### Reading text
···

These strawberry cheesecake bars are a sunshine-filled dessert with a buttery biscuit base, a silky baked cheesecake layer, a vibrant strawberry topping, and a golden, crisp crumble. Each bar delivers a beautiful balance of creamy, crunchy, and fruity in every bite.
Why You’ll Love This Recipe
These bars offer an irresistible mix of textures: a firm, buttery crust, a smooth cheesecake center, juicy strawberries, and a delicate crumble topping. Although they look impressive with their layered presentation, the steps are simple and approachable, making this a reliable dessert for gatherings, picnics, or make-ahead treats. They slice beautifully after chilling overnight and hold up well for serving.
Ingredients
(Tip: You’ll find the full list of ingredients and measurements in the recipe card below.)
For the Cheesecake Layer
160g biscuits or graham crackers, crushed
80g salted butter, melted
500g cream cheese, room temperature
140g granulated sugar
1 tsp vanilla extract
2 large eggs, room temperature
7g cornstarch
1/4 tsp salt
80ml heavy cream
For the Strawberry Topping
300g strawberries, chopped
50g granulated sugar
For the Crumble Topping
100g all-purpose flour
65g light brown sugar
65g unsalted butter, room temperature
Directions
Preheat the oven to 180°C (350°F). Grease and line an 8×8 inch pan with parchment paper, allowing some overhang for easy removal.
Crush the biscuits until fine, then combine with melted butter. Press firmly into the bottom of the prepared pan to create an even crust. Refrigerate while preparing the filling.
Make the strawberry syrup: Add half of the chopped strawberries and the sugar to a pot. Cook over medium heat, stirring until the berries release their juices and form a thickened syrup. Remove from heat and let cool, then stir in the remaining fresh strawberries.
In a bowl, soften the cream cheese until smooth. Add sugar and mix until dissolved.
Add vanilla, then beat in the eggs one at a time.
Sift in the cornstarch and add the salt. Fold gently.
Add the heavy cream and mix until smooth and thick.
Pour the cheesecake batter over the chilled crust and bake for 35–40 minutes. The center should be soft and wobbly but able to support the topping.

···

### Information provided
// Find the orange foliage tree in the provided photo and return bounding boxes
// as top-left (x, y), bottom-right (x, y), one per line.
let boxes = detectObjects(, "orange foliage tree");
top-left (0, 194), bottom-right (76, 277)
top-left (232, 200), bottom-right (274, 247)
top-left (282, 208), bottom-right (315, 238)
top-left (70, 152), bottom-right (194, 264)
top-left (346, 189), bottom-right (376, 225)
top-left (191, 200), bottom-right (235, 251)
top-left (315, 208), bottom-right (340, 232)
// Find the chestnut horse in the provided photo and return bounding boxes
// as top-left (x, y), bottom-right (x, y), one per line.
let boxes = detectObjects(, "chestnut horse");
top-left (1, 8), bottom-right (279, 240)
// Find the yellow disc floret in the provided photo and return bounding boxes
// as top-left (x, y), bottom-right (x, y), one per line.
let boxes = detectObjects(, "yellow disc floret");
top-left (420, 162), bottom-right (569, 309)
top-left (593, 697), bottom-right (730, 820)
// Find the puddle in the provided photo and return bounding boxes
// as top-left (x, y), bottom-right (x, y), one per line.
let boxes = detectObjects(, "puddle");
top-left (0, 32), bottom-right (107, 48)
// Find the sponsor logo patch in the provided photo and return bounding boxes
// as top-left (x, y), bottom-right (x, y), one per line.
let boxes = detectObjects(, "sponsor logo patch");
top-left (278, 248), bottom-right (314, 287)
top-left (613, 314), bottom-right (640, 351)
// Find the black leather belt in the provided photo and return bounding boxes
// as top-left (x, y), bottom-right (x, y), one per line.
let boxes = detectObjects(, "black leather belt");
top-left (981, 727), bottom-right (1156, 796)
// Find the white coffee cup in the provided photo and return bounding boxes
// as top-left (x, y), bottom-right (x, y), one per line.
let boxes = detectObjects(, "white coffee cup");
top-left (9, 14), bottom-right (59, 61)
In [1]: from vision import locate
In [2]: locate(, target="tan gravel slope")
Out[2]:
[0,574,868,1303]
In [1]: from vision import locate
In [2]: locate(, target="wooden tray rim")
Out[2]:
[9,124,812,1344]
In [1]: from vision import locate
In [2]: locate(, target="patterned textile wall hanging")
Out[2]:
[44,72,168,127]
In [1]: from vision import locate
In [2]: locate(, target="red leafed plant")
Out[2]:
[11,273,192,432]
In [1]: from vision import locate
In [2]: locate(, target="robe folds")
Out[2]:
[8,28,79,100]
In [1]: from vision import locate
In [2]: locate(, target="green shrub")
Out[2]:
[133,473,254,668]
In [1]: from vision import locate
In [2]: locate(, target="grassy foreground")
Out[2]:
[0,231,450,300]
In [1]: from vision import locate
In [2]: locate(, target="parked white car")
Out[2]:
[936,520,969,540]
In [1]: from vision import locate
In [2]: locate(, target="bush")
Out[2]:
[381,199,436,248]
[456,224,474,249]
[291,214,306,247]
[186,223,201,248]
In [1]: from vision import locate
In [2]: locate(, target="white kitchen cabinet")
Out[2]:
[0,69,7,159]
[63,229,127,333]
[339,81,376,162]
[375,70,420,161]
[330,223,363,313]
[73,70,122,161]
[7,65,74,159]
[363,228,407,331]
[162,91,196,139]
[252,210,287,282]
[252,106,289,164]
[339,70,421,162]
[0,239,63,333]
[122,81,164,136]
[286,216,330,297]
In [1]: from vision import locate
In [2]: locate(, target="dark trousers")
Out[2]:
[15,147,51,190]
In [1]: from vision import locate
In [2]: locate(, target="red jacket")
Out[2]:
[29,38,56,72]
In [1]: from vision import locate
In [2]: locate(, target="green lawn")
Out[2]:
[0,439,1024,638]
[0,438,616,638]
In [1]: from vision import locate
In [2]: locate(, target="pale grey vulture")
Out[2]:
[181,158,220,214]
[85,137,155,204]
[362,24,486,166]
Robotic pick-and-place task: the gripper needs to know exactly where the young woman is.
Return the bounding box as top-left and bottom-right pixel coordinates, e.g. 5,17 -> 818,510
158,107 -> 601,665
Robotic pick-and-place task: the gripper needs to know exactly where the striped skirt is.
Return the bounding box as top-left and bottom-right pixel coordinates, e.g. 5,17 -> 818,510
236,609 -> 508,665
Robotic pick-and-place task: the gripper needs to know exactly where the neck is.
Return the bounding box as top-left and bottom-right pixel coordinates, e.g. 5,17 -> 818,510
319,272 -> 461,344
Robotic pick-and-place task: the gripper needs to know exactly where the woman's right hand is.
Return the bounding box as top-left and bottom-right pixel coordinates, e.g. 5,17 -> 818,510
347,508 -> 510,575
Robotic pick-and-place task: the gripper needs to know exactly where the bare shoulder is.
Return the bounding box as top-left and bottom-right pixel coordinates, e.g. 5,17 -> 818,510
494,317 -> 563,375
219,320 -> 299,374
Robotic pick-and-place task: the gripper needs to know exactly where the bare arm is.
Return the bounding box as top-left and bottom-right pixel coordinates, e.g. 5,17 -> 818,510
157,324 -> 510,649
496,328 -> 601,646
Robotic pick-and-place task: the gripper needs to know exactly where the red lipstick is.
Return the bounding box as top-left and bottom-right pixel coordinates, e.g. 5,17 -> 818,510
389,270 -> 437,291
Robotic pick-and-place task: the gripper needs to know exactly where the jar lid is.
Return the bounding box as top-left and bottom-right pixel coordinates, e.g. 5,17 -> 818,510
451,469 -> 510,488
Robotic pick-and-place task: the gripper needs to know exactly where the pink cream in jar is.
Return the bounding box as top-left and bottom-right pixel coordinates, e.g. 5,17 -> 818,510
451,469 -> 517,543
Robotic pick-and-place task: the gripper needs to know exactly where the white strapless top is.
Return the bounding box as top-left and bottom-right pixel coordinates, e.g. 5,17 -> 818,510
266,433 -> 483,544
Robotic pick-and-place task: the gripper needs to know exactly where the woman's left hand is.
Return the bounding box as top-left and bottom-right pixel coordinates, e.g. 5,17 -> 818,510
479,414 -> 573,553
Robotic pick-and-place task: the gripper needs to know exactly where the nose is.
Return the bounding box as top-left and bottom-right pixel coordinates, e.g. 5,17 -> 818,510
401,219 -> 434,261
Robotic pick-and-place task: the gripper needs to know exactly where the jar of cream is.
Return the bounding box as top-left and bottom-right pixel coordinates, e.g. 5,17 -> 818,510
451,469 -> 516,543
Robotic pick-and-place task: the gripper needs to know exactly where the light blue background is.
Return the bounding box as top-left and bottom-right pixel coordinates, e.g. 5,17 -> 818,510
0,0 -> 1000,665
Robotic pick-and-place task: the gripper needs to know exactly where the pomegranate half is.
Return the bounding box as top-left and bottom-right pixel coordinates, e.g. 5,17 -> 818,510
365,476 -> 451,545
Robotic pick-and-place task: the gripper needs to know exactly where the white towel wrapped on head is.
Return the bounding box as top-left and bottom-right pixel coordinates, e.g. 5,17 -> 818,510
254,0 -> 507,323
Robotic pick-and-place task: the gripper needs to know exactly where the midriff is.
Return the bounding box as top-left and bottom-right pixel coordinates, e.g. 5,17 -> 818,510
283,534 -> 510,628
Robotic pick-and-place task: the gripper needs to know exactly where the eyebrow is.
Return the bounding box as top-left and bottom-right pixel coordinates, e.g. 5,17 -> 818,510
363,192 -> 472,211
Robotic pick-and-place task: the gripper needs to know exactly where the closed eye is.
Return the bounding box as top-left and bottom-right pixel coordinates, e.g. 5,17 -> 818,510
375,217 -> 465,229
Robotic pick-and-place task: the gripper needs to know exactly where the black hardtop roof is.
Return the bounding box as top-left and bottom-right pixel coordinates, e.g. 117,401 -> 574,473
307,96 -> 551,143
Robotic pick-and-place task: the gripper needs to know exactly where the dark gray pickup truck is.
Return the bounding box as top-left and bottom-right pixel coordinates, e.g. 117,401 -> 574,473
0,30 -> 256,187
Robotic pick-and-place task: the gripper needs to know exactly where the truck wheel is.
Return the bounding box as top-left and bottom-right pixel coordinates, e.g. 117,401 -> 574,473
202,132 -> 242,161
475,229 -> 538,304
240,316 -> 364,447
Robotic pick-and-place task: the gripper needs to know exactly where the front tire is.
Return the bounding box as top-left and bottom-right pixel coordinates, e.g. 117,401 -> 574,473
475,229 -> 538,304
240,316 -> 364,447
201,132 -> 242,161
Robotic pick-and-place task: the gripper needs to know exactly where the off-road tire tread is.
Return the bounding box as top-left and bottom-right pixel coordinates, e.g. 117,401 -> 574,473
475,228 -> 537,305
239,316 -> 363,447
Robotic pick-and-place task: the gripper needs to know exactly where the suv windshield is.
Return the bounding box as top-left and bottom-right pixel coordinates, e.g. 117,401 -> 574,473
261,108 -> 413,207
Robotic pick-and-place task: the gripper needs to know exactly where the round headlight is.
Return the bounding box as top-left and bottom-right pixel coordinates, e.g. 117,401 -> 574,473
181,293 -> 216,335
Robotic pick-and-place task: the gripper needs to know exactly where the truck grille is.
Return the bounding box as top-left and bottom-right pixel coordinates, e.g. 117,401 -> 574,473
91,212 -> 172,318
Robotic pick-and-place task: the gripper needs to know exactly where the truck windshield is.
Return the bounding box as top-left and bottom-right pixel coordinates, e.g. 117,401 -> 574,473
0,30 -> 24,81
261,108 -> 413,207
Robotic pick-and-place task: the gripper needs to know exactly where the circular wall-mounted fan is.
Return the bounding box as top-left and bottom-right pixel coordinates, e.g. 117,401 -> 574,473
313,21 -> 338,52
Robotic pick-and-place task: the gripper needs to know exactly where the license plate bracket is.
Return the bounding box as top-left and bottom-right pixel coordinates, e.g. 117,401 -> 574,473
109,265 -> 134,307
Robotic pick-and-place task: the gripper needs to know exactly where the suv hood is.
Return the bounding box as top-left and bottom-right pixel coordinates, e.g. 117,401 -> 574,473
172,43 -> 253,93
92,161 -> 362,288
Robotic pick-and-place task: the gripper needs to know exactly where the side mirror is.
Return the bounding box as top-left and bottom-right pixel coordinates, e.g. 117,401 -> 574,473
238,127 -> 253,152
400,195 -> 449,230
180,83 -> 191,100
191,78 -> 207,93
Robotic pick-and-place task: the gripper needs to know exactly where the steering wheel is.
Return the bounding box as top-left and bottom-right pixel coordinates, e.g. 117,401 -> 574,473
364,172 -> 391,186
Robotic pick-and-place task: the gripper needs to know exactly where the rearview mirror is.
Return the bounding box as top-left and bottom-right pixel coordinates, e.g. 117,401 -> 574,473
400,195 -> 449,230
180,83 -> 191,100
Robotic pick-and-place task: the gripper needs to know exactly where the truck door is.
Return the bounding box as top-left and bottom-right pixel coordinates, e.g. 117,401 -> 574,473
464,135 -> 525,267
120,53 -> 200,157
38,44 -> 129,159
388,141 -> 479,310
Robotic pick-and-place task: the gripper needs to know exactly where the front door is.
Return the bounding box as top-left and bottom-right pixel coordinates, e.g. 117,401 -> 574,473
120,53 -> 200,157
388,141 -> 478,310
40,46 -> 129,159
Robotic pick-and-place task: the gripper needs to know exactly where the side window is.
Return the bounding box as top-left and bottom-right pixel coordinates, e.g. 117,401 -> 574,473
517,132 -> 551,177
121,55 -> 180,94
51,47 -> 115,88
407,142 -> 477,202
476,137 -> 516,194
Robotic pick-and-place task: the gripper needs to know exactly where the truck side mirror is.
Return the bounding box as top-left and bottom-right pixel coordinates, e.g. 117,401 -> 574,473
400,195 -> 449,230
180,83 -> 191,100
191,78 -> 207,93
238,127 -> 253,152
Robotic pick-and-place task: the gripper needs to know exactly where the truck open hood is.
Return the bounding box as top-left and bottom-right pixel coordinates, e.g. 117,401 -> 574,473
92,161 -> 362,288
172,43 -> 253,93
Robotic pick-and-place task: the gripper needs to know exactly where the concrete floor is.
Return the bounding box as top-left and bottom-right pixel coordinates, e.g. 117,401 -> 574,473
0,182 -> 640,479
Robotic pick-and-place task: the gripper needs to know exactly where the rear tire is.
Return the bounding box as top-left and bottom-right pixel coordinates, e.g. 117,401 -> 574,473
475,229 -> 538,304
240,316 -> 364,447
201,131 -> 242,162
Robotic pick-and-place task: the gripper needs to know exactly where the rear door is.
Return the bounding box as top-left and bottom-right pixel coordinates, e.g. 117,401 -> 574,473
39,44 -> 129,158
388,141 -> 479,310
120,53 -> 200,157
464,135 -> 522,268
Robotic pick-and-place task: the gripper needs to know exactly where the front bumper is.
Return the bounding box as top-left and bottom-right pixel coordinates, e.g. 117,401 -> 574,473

···

### Task to carry out
Extend the strawberry cheesecake bar recipe above, picking up right after its last sentence.

### Output below
Prepare the crumble: Mix the flour and brown sugar, then rub in the butter until clumps form.
Remove the cheesecake from the oven, spoon the cooled strawberry mixture over the top, and sprinkle evenly with the crumble.
Return to the oven and bake for 20 minutes, or until the crumble is golden.
Cool at room temperature for 10–15 minutes, then refrigerate for several hours or overnight.
Lift out of the pan and slice into squares. Serve chilled.
Servings and Timing
This recipe yields 9 generous bars.
Prep time: 25 minutes
Cook time: 1 hour
Chill time: 6 hours
Total time: approximately 7 hours 25 minutes
Variations
• Use raspberries, blueberries, or peaches in place of strawberries for a different fruity profile.
• Swap the crumble for a simple topping of fresh berries if you prefer a lighter finish.
• Use digestive biscuits, vanilla cookies, or any mildly sweet biscuit for the crust.
• Replace heavy cream with Greek yogurt or sour cream for a tangier cheesecake layer.
Storage/Reheating
Store bars in an airtight container in the refrigerator for up to 5 days. Since these bars are meant to be enjoyed chilled, no reheating is required. They can also be frozen for up to 2 months; thaw in the fridge overnight before serving.
FAQs
How do I keep my cheesecake layer smooth and creamy?
Use room-temperature ingredients and avoid overmixing after adding the eggs.
Can I use frozen strawberries?
Yes. Thaw and drain excess liquid before cooking them into syrup.
Can I make this recipe without cornstarch?
Yes, substitute the same amount of all-purpose flour.
Can I skip the crumble topping?
Yes, but it adds delicious texture. You may replace it with fresh fruit if preferred.
Can I use a different type of cookie for the crust?
Any mildly sweet biscuit works well—digestive, shortbread, or graham-style.
Can I bake this in a 9×13 pan?
Yes, but you’ll need to double the recipe and adjust baking time.
Can I make these bars ahead of time?
Absolutely. They are best chilled overnight, making them ideal for advance preparation.
How do I know when the cheesecake is ready for the topping?
It should still wobble but feel set enough to hold the strawberries and crumble without sinking.
Can I reduce the sugar in the syrup?
Yes, adjust according to the sweetness of your strawberries.
Why must the bars chill overnight?
Chilling allows the cheesecake to fully set, making clean slicing and proper texture possible.
Conclusion
Strawberry cheesecake bars deliver the perfect harmony of rich cheesecake, bright strawberry flavor, and buttery crumble. They’re elegant enough for entertaining yet simple enough for everyday baking. With their make-ahead convenience and beautiful layers, these bars are sure to become a favorite dessert for any season.
Strawberry Cheesecake Bars feature a buttery biscuit crust, a creamy baked cheesecake layer, sweet strawberry topping, and a golden crumble. This make-ahead dessert offers the perfect balance of fruity, creamy, and crunchy textures in every chilled bite.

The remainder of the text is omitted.